ACTIVITY: Whatever appears in the records apart from pictures must be reproduced exactly.

TASK INPUTS:
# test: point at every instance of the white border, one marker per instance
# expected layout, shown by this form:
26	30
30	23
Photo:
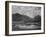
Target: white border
29	31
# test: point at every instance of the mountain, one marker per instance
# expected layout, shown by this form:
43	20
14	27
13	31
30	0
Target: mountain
19	17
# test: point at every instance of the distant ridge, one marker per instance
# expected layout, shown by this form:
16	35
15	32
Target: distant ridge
19	17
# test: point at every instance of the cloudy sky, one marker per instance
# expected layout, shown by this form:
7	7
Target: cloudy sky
30	11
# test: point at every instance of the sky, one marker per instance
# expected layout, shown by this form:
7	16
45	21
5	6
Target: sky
30	11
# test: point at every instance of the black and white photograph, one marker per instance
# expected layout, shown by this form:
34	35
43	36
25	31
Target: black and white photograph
26	18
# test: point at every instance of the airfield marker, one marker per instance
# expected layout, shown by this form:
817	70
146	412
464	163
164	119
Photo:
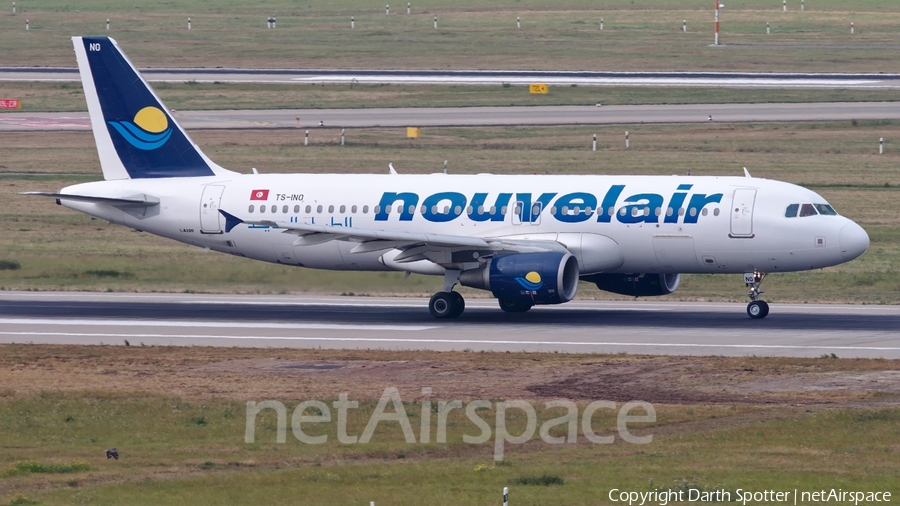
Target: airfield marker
717	24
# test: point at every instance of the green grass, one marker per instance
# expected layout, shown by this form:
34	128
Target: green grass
59	249
638	35
167	458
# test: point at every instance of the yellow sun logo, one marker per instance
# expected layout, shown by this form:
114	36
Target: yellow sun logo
151	119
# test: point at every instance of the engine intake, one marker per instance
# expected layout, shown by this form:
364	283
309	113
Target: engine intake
636	285
535	278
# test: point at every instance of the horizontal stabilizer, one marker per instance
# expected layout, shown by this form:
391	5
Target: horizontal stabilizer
134	201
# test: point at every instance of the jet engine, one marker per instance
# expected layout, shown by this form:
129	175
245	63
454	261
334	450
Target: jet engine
636	285
527	278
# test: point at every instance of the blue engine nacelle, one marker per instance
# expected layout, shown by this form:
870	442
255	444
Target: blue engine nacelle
533	278
636	285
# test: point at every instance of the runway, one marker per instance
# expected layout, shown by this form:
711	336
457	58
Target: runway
636	327
484	77
484	116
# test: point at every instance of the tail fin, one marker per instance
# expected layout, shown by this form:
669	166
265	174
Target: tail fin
136	137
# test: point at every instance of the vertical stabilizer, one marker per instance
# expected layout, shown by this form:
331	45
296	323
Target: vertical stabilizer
135	134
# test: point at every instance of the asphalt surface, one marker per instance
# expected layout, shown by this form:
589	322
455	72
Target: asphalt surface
485	77
484	116
641	327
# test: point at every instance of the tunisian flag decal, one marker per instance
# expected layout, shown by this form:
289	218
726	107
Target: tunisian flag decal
259	195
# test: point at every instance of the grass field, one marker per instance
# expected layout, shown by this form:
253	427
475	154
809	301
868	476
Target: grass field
636	35
177	417
56	248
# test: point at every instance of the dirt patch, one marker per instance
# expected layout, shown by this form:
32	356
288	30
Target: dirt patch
293	375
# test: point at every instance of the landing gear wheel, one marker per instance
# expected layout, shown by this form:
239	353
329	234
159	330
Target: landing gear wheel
758	309
514	306
459	304
446	305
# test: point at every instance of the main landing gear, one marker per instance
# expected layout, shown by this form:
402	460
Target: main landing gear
447	304
757	308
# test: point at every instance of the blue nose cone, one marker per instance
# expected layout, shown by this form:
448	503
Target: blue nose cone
854	241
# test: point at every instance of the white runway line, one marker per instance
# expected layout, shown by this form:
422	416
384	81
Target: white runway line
208	324
454	341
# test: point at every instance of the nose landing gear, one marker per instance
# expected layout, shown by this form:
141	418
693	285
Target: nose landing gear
757	308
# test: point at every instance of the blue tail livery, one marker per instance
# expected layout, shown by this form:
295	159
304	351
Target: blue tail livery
136	136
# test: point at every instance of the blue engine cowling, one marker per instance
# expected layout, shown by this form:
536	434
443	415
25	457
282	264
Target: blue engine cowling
636	285
535	278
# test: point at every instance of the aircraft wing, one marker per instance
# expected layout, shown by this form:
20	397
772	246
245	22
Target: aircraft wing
438	248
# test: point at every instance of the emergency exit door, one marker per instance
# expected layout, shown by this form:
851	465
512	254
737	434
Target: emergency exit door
210	218
742	213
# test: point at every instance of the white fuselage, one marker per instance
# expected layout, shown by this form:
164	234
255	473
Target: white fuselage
665	224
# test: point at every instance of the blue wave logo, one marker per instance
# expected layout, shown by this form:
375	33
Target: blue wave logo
149	130
531	281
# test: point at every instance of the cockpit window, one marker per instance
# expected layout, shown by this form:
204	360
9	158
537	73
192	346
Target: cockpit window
807	210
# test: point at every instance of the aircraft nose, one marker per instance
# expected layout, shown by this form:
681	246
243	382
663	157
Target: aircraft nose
854	241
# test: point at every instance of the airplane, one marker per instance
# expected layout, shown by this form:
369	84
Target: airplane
527	239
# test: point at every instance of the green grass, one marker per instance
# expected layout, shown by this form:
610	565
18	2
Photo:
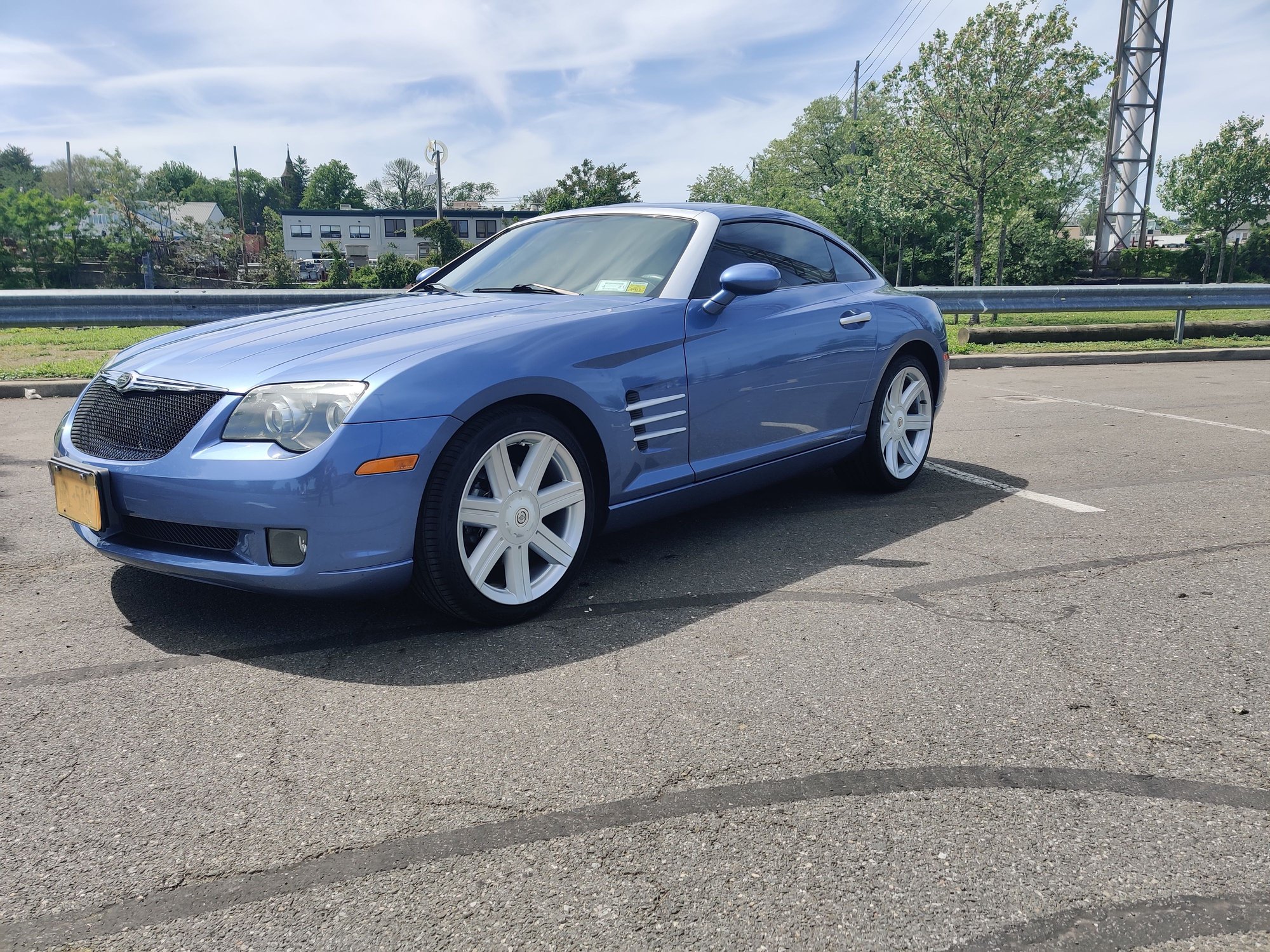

WORKED SOLUTION:
# test: point at every instance of the white border, one marker per instance
# expected layout, shown by this form:
26	30
30	23
Photo:
Target: white border
29	31
# test: point at every instance of the mountain, one marker per instance
# expected layout, shown by this form:
43	20
14	27
13	31
30	0
Target: mountain
19	17
# test: point at every instance of the distant ridge, one marker per instance
# expected layout, shown by this form:
16	35
15	32
Target: distant ridge
19	17
# test: point at every instance of the cloudy sky, one marker per instance
# expected layout, shown by this form:
7	7
Target: cloudy sky
30	11
# test: point at every instance of the sky, one marker per instance
# expected layout, shown by this form:
7	16
45	21
5	6
Target: sky
30	11
# test: point at every instance of the black and white photograph, one marker per instance
# expected layout, shown by this form:
34	35
43	36
25	31
Target: black and white photograph
26	18
# test: point at every instance of the airfield marker, one marker per instance
# expected layout, shown by this form:
817	70
146	412
464	163
164	119
Photo:
Target: airfield marker
717	24
# test: point at every instance of the green grass, one marker per instance
# expected layout, shown by this form:
34	128
Target: green grass
59	249
638	35
167	458
# test: point at every instance of the yellow sun logo, one marker per instance
# expected layout, shown by this form:
114	36
Target: yellow sun logo
151	119
# test: point at every instance of the engine intake, one marker per instance
# expected layout, shown by this form:
364	283
309	113
Target: engine intake
636	285
535	278
# test: point at every instance of the horizontal stabilizer, one marker per instance
# expected layout, shown by this form:
391	5
Target: horizontal stabilizer
134	201
# test: point at every instance of the jet engine, one marker per instance
# expected layout, shown by this form:
129	175
245	63
454	261
334	450
Target: jet engine
636	285
527	278
# test: point at every instance of the blue engine nacelle, one marker per instance
# expected layout, shown by this form:
870	442
255	444
Target: blue engine nacelle
533	278
636	285
# test: point at every instance of the runway, one marker per instance
# expected layout, shown by this form:
711	336
457	58
Target: runway
636	327
484	77
484	116
# test: point at every instance of the tail fin, one marker per instance
# expected layout, shown by this form:
669	166
265	174
Target: tail fin
136	137
# test: point at every instance of the vertical stabilizer, one marker per instance
# expected layout, shown by this form:
331	45
296	323
Target: vertical stabilizer
135	134
# test: point at every instance of the asphalt surface, one marker per instance
# expected layout, shown by this form:
589	322
455	72
Target: asphalt surface
485	77
484	116
641	327
# test: point at every instance of the tunisian flag decal, one marker per instance
# expected layout, shown by this form:
289	218
726	107
Target: tunisian flag decal
259	195
# test: point at every instance of the grass field, one marker per instance
# expected layout, shown by this form:
253	427
475	154
809	301
868	476
Target: grass field
636	35
177	417
56	248
# test: point at every instance of the dirt patch, one marker per instance
# expected layout, shown by this form:
32	356
288	30
Target: dirt patch
293	375
# test: point at every instance of the landing gear wheel, one marker per instance
# expected layout, shown by this form:
239	353
329	234
159	330
Target: landing gear wheel
758	309
514	306
459	304
446	305
# test: point at every instance of the main landing gear, one marker per instance
# expected layout, shown by this form:
402	460
Target: main landing gear
447	304
757	308
# test: point at every instance of the blue nose cone, one marker per instance
# expected layout, shown by this form:
448	503
Target: blue nose cone
854	241
# test: point at every instance of the white runway line, one marker per instance
# expected layout, shown by this form:
422	416
384	81
Target: white runway line
208	324
454	341
# test: point at every instance of the nose landing gear, one marker per instance
# expected layout, shown by this form:
141	418
693	285
Target: nose landing gear
757	308
# test: point at every instance of the blue tail livery, one marker per instance
# expected layout, shown by this form:
295	159
304	351
Target: blue tail livery
136	136
# test: point at every instance of the blue engine cowling, one marker per instance
# expected layout, shown by this form:
536	434
443	415
25	457
282	264
Target: blue engine cowling
636	285
535	278
# test: point at every instance of the aircraft wing, one marker per instance
# expected layout, shown by this form:
20	397
772	246
245	22
Target: aircraft wing
438	248
# test: point at every instance of the emergency exit door, one marker per instance
# expected layout, shown by this form:
851	465
512	254
737	434
Target: emergency exit door
210	218
742	213
# test: point at every instance of the white fuselage, one marker per instance
# expected layout, shown by this form:
164	234
255	473
Target: white fuselage
665	224
# test: point at every instance of the blue wave logo, one marker per instance
# expected layout, shown by this form:
375	33
Target: blue wave logo
149	130
531	281
# test: point at every instance of the cockpit window, one marker per instance
# expected layout, shown by this form:
204	360
9	158
537	73
192	346
Target: cockpit window
807	210
# test: point at every instance of the aircraft nose, one marker per instance
# expected layout, shown by this form:
681	246
243	382
663	157
Target: aircraft nose
854	241
# test: point at every instance of the airplane, one marker per instance
# expected layout, shown by this form:
369	84
Target: airplane
527	239
# test: point at every instance of the green grass, one marker per instance
# expected layout, shown by this form:
610	565
18	2
Photo:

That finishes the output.